======== Listed entries ========
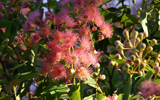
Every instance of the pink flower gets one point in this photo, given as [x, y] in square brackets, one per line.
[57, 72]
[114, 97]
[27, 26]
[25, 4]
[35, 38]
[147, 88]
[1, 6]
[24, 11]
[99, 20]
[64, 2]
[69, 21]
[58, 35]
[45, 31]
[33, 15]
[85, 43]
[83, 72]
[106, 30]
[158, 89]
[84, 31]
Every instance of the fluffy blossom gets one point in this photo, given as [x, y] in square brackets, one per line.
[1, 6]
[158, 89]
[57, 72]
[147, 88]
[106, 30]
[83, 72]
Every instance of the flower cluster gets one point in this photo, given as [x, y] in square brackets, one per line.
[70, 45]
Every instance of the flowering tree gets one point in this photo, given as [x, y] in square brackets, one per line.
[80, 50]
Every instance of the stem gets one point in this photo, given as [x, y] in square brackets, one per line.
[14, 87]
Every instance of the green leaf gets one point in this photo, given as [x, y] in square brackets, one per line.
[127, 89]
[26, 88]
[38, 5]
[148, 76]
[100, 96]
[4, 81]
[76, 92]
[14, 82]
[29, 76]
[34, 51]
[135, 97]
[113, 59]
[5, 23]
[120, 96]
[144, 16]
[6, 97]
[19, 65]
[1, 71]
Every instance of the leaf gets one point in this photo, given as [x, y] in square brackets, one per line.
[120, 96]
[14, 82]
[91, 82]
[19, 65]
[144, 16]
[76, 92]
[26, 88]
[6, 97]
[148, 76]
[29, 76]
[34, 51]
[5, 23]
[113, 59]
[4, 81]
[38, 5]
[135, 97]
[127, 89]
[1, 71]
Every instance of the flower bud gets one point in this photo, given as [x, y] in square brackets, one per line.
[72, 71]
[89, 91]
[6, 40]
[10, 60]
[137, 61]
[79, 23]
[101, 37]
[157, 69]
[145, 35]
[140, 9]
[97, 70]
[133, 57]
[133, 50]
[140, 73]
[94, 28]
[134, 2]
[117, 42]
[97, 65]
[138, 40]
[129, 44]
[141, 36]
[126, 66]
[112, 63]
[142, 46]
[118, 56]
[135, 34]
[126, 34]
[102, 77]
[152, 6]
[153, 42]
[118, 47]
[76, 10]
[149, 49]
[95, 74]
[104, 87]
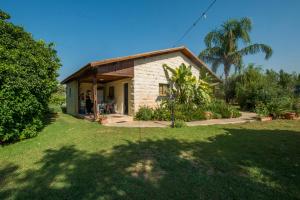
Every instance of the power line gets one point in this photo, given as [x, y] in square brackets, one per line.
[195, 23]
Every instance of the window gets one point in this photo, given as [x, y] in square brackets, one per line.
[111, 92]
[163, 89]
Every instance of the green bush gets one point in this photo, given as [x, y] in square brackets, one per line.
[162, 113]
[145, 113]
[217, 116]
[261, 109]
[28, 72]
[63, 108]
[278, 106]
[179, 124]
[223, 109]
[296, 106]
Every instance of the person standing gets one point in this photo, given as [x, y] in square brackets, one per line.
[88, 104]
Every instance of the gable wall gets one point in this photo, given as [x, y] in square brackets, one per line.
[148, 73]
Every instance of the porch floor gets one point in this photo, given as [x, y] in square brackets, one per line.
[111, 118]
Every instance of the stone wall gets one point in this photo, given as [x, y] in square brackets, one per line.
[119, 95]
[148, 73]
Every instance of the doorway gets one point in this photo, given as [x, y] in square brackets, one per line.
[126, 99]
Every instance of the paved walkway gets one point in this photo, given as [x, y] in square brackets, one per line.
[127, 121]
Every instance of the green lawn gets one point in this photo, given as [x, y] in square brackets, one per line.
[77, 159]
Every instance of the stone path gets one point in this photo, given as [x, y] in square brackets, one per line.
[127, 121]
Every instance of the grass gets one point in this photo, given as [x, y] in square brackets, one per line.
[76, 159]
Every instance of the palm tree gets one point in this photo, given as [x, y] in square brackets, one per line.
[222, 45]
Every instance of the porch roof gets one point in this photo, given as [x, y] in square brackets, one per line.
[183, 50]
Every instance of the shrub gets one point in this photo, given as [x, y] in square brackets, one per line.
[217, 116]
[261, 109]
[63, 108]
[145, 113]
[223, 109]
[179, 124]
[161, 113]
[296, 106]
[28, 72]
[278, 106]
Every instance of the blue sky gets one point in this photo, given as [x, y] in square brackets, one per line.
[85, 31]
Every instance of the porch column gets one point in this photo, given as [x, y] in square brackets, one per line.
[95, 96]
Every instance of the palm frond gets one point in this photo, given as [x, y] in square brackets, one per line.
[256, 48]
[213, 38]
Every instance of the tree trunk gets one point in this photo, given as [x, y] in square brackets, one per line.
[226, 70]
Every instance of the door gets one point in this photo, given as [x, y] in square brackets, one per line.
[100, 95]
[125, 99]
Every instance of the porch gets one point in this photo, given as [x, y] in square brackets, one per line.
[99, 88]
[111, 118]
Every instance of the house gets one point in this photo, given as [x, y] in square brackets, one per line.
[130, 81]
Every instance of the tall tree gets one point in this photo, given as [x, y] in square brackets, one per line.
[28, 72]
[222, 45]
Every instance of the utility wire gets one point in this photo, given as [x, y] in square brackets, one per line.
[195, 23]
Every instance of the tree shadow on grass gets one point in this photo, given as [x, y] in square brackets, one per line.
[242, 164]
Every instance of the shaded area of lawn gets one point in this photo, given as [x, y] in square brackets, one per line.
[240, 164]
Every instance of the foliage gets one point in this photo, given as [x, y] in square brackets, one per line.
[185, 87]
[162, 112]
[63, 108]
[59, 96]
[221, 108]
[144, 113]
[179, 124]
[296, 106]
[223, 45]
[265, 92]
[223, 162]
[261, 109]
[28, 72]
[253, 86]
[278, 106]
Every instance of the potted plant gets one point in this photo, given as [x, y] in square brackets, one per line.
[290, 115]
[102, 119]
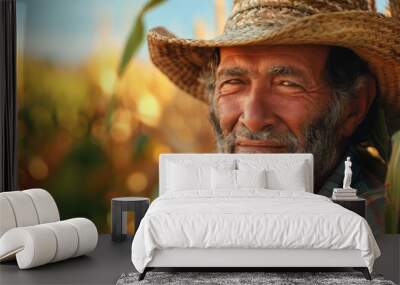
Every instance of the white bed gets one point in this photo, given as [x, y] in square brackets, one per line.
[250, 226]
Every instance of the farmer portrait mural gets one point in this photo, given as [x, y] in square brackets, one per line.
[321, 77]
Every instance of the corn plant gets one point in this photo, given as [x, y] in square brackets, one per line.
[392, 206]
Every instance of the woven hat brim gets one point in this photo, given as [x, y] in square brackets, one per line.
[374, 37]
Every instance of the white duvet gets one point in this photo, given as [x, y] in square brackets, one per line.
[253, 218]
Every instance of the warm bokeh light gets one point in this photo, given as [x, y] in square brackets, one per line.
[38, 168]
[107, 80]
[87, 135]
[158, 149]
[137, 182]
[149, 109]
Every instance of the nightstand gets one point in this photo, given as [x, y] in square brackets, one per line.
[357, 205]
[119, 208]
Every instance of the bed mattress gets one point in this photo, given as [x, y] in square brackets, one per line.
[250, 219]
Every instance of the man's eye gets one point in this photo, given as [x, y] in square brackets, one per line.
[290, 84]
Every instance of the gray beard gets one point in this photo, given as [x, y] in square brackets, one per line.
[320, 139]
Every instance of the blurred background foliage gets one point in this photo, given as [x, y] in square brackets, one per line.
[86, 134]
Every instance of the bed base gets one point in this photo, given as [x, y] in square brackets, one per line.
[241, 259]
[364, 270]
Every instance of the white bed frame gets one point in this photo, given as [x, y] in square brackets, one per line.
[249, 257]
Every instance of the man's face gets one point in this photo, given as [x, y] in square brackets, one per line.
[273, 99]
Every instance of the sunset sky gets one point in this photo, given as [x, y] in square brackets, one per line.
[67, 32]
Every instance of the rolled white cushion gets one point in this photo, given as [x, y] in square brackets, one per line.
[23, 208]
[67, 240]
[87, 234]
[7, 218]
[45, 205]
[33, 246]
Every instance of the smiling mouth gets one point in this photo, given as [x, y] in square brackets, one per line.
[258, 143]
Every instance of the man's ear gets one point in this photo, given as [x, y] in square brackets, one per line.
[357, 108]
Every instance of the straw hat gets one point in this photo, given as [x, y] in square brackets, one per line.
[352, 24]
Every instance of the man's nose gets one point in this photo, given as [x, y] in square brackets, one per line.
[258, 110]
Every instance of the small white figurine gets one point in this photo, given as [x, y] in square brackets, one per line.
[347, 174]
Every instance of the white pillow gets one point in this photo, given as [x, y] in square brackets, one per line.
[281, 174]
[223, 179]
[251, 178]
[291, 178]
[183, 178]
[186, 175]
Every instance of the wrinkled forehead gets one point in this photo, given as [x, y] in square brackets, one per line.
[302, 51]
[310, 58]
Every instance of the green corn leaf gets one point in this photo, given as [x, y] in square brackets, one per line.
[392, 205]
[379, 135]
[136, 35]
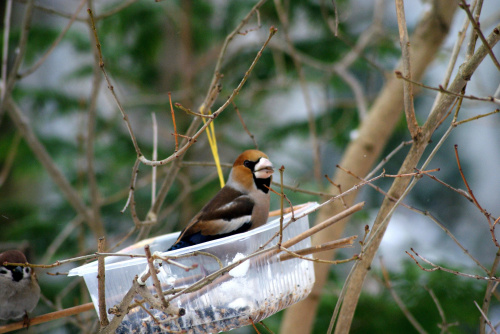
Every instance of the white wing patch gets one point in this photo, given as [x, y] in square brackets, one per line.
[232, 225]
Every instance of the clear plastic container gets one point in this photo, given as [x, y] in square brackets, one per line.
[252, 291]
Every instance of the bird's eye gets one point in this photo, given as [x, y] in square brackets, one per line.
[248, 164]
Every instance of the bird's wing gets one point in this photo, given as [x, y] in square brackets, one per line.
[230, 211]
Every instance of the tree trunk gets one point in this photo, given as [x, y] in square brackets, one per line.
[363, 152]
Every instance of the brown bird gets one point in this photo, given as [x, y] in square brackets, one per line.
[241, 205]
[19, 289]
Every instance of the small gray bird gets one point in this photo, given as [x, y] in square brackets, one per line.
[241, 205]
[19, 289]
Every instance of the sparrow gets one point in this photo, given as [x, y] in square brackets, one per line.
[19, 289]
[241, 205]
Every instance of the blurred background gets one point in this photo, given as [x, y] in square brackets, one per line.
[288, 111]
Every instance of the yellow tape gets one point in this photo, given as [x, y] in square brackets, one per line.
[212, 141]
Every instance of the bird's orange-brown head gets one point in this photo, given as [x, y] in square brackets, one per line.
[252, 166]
========
## What is expected
Write out once more the lines above beginning at the line with "Every instance of the white wing"; continue through the final line and stop there.

## The reply
Every instance of the white wing patch gets one point in this photo, given as [x, y] in square brackets, one per line.
[232, 225]
Every instance of the clear plastic container gets one point in this photo, given as [x, y] in square brackets, one per line.
[252, 291]
Every instance of the bird's eye gets one point in this photo, given as [x, y] in square brackets, one per line.
[248, 164]
Every instance of the bird's wing gets one point in this photo, given as [x, y] in square brackets, one per line.
[230, 211]
Every instance of the tree trunk gets one point in this photo, given as [x, y] in square brackets, one per line.
[363, 152]
Every instance of the brown bird gets one point in this photo, given as [x, y] in square brackets, one per line.
[241, 205]
[19, 289]
Every instance of the small gray bird gets one point in this photo, given as [x, y] in square brackets, one per line.
[241, 205]
[19, 289]
Every instance of the sparrow gets one point in this photo, given as [x, y] in square brackets, one per line.
[19, 289]
[241, 205]
Every instance of the blurred background gets one point in this photo, given as [x, y] in square brackets, one per line.
[288, 111]
Every instance of the yellow tape gets one point in this photo, given as [x, y] in square brackets, one per line.
[212, 141]
Every instance of the bird's orange-brown head gets one point in this photo, given as [x, y] in square brackets, one per line.
[252, 166]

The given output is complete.